:: AIM OF THE EXERCISE ::
Going through the entries below, copy out each line that contains "door".

:: DATA TO EXAMINE ::
>>>
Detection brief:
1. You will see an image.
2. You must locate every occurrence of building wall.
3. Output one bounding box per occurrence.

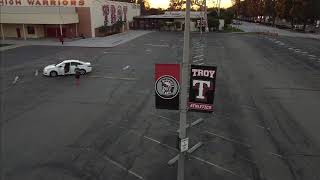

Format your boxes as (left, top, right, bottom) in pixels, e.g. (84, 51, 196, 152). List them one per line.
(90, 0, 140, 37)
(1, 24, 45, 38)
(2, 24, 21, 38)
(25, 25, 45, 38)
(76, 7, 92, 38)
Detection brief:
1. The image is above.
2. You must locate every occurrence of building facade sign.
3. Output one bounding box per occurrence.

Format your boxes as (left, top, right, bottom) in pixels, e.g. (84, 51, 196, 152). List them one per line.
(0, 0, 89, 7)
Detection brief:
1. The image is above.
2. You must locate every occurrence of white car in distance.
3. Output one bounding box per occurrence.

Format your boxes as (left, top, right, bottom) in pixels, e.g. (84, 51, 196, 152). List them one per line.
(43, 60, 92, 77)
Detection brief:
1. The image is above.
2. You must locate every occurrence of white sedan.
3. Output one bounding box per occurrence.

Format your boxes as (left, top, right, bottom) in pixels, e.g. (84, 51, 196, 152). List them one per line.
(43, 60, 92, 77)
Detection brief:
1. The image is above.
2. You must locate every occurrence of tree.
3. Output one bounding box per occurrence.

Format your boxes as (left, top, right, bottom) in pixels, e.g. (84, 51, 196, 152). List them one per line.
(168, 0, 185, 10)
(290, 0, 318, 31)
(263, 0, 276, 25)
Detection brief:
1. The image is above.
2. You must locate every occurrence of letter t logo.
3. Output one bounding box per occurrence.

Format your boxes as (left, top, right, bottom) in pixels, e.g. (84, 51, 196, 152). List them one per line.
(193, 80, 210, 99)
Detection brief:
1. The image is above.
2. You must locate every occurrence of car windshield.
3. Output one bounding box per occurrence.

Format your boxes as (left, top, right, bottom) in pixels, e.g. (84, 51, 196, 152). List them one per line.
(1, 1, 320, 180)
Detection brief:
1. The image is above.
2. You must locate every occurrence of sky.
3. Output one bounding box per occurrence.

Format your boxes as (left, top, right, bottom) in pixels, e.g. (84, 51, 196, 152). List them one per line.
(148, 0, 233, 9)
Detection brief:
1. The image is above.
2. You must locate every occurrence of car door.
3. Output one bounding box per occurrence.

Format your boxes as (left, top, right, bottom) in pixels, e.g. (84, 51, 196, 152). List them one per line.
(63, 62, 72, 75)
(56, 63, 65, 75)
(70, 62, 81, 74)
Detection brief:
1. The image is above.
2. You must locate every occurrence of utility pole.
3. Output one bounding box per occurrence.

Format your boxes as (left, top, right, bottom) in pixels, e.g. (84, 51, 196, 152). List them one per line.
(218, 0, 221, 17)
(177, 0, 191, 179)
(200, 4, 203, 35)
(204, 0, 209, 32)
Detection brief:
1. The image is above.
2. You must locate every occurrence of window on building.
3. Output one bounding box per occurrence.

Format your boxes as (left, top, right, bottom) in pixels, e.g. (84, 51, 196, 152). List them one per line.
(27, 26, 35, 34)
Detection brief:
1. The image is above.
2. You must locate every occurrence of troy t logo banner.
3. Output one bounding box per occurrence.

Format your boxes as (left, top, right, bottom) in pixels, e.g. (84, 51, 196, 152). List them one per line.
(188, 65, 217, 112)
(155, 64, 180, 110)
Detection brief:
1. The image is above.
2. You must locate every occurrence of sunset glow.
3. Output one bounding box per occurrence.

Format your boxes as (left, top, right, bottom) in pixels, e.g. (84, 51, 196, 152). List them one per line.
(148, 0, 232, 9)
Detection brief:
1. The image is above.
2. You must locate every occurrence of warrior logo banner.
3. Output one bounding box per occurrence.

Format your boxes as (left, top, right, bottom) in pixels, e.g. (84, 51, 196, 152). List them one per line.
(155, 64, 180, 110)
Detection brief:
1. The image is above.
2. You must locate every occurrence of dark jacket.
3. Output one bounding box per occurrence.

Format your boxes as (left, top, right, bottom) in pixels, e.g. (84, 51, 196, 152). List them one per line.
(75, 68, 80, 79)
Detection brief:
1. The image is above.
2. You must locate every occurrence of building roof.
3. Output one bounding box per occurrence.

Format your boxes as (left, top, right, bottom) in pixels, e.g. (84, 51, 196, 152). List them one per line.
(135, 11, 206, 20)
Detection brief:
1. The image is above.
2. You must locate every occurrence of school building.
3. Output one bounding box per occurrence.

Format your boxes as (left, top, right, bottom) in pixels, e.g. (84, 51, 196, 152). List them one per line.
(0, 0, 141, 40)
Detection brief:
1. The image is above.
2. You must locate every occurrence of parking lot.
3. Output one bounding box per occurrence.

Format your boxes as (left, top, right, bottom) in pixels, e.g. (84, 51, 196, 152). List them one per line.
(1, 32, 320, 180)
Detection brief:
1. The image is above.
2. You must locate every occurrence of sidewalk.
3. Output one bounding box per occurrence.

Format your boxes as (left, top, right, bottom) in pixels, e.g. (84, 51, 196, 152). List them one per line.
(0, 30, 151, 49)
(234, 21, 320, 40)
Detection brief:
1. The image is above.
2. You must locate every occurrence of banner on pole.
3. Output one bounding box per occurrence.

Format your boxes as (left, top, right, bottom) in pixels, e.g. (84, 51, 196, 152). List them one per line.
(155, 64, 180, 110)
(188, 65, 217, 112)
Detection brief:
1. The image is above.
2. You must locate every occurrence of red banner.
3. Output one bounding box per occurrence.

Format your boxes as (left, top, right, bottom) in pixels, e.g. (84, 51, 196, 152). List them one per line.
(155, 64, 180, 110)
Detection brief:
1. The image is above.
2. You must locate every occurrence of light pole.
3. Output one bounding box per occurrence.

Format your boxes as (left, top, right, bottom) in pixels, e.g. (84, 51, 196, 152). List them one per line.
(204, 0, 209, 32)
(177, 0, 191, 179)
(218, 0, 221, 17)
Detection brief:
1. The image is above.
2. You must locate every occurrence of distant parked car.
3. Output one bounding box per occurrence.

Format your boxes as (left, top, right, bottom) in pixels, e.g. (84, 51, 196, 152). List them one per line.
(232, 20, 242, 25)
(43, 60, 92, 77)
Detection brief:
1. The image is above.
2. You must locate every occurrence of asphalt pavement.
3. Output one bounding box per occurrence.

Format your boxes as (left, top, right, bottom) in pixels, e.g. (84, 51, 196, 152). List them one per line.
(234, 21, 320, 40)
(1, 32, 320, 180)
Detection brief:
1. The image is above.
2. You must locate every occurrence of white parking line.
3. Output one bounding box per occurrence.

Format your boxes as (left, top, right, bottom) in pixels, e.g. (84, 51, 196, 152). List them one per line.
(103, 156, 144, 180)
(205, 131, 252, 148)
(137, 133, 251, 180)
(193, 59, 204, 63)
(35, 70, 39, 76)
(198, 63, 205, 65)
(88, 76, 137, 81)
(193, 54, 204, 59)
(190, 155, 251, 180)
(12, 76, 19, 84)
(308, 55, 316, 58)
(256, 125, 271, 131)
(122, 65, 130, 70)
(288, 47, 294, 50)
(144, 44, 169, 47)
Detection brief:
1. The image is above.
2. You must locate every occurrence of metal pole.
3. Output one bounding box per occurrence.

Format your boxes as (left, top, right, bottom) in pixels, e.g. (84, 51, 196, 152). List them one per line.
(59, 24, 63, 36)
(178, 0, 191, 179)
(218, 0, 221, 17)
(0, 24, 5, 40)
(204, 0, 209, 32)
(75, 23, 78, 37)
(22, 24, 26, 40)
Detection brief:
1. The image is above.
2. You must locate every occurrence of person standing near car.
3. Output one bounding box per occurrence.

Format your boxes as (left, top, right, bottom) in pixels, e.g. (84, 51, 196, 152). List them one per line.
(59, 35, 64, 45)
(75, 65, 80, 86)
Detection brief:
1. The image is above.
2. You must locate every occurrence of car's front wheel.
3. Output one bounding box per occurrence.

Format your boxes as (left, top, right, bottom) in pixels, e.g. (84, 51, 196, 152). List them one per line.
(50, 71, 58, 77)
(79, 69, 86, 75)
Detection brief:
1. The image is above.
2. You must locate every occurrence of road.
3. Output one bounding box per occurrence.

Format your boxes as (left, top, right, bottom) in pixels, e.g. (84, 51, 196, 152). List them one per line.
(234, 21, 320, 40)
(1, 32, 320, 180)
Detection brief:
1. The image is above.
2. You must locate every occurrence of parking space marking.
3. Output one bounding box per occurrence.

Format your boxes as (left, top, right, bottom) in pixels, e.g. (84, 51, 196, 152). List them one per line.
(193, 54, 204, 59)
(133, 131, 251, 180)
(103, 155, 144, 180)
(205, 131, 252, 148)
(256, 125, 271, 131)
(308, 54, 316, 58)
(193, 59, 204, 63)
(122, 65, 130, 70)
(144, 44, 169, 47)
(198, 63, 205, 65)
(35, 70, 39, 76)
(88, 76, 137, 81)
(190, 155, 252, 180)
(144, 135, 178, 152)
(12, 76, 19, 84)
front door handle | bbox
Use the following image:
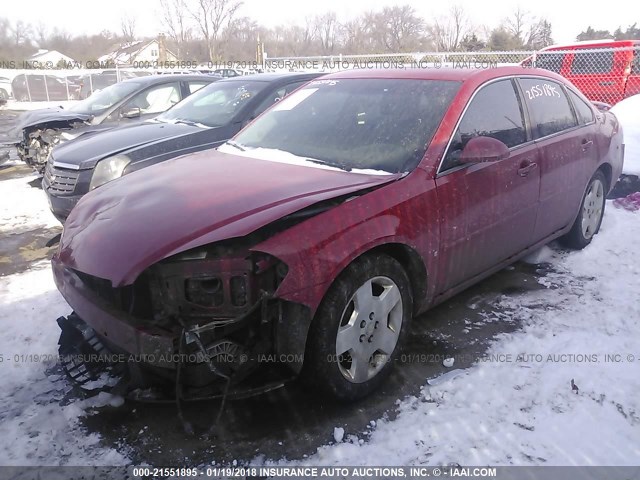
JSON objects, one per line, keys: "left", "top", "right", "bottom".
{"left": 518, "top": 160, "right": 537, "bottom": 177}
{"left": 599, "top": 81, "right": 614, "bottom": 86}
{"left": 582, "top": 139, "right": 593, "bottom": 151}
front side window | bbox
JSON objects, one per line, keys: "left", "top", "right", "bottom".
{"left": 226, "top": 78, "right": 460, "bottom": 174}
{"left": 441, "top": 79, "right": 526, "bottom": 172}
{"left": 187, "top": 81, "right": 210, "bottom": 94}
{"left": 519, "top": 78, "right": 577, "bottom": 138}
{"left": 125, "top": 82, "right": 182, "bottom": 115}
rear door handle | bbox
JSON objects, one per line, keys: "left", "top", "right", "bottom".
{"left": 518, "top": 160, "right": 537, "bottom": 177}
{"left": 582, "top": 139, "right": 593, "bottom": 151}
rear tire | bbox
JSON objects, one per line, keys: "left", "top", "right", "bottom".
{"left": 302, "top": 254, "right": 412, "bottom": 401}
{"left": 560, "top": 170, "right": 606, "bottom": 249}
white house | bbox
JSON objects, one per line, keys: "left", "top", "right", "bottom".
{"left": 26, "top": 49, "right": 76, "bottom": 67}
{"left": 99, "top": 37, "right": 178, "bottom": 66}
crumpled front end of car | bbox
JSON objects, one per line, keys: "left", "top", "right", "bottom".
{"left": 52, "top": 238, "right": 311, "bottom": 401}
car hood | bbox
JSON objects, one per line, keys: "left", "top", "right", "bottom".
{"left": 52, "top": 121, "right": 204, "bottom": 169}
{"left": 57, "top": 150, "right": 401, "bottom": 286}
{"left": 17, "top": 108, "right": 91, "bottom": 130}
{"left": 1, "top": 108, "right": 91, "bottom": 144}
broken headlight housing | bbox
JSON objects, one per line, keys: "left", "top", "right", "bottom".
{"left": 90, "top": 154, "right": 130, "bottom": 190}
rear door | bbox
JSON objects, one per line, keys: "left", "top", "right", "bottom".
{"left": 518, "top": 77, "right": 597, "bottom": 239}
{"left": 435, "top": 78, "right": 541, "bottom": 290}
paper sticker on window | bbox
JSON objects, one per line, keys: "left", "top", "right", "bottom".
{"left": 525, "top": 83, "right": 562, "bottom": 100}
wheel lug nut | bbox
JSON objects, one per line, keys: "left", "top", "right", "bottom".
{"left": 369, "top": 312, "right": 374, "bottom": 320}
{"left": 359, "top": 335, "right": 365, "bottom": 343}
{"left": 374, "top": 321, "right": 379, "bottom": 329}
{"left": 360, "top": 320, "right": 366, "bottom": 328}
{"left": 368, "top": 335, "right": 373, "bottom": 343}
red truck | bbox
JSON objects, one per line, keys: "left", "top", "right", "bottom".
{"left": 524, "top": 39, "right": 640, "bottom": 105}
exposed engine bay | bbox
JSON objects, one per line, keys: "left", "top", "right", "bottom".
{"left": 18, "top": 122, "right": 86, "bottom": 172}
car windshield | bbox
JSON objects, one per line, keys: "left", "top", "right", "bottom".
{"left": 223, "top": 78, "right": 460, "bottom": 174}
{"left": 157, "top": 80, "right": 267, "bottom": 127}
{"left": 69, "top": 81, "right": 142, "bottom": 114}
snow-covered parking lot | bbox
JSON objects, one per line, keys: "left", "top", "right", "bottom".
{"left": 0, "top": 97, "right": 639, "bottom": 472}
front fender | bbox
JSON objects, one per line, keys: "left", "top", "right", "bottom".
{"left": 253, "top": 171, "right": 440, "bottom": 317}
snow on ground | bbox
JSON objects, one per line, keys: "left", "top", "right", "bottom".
<<<
:: RESPONSE TO THIS EXERCISE ::
2. You must locate every occurrence of car door.
front door handle | bbox
rear door handle | bbox
rear door | bbox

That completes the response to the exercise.